PROBLEM:
Which of the lines below contain the string "bank"? Copy each one.
(RECORDS SHOWN Opens)
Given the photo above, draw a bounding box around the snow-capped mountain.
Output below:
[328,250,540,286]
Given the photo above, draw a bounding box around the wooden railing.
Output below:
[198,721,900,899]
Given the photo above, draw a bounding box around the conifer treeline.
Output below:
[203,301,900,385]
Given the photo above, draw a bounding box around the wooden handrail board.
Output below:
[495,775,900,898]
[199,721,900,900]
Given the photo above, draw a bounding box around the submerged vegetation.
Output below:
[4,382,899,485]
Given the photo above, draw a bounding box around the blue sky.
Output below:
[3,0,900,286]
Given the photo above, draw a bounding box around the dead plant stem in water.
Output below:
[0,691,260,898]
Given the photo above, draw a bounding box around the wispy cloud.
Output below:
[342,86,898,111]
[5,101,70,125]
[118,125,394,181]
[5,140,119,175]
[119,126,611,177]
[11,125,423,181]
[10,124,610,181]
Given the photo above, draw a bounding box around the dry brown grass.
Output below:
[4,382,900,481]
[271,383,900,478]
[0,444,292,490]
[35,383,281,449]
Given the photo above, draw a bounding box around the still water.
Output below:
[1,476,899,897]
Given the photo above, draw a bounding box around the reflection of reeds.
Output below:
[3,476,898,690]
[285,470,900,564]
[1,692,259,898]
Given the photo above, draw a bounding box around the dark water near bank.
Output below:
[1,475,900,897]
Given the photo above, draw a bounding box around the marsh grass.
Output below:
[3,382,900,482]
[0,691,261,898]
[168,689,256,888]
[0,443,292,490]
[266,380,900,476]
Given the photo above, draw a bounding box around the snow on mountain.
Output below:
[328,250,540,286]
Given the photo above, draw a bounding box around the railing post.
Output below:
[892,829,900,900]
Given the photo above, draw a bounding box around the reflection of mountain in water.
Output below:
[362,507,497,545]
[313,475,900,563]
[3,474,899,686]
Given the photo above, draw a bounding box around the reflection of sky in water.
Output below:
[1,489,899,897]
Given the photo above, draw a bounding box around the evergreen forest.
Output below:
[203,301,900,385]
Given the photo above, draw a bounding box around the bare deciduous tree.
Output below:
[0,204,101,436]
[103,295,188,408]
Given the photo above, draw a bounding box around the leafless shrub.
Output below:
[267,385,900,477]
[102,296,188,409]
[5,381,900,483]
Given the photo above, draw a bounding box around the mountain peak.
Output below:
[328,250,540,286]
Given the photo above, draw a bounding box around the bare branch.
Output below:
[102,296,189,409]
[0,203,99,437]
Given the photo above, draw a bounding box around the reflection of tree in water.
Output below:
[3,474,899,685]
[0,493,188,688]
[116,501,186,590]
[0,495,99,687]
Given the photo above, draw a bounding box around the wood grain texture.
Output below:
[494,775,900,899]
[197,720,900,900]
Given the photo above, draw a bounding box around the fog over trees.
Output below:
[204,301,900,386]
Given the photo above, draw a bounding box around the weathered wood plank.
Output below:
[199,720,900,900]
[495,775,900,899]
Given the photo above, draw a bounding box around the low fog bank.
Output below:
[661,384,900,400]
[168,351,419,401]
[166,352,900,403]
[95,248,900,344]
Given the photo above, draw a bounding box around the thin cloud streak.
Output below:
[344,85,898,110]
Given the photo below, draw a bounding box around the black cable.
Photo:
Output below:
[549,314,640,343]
(RECORDS SHOWN Closes)
(RECORDS SHOWN Opens)
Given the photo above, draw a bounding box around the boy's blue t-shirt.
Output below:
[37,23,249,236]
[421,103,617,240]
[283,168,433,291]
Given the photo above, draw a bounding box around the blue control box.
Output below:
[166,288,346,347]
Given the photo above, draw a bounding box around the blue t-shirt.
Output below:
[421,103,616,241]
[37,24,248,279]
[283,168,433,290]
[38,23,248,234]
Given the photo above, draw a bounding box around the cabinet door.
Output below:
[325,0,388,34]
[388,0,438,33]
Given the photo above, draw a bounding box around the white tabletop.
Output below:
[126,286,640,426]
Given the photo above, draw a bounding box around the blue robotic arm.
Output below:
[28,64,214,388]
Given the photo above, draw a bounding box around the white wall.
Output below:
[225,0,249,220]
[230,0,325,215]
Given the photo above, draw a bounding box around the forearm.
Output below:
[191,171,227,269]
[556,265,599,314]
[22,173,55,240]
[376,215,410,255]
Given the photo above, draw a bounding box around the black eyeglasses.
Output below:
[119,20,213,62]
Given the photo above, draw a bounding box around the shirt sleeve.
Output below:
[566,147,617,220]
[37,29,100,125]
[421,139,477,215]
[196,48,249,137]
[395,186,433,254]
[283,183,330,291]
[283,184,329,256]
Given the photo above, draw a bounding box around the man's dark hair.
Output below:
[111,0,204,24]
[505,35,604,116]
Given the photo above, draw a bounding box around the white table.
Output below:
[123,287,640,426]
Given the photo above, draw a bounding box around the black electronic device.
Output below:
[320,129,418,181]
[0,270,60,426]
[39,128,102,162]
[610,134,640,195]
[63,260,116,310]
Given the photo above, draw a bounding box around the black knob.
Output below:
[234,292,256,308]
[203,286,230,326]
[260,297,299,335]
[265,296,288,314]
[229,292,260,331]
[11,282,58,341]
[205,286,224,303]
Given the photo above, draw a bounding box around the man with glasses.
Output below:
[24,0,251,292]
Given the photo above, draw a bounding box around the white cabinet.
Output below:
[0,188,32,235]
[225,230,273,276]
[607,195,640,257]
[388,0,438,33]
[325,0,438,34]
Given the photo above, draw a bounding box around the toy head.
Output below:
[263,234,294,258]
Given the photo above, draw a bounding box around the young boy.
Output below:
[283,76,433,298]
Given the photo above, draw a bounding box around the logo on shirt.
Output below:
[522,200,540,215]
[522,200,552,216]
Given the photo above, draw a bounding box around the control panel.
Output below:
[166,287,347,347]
(RECORDS SHOWN Closes)
TASK RESULT:
Given the photo above, draw a bounding box around the dark water near bank.
Given the photo above, draw a bounding box around the low fog bank.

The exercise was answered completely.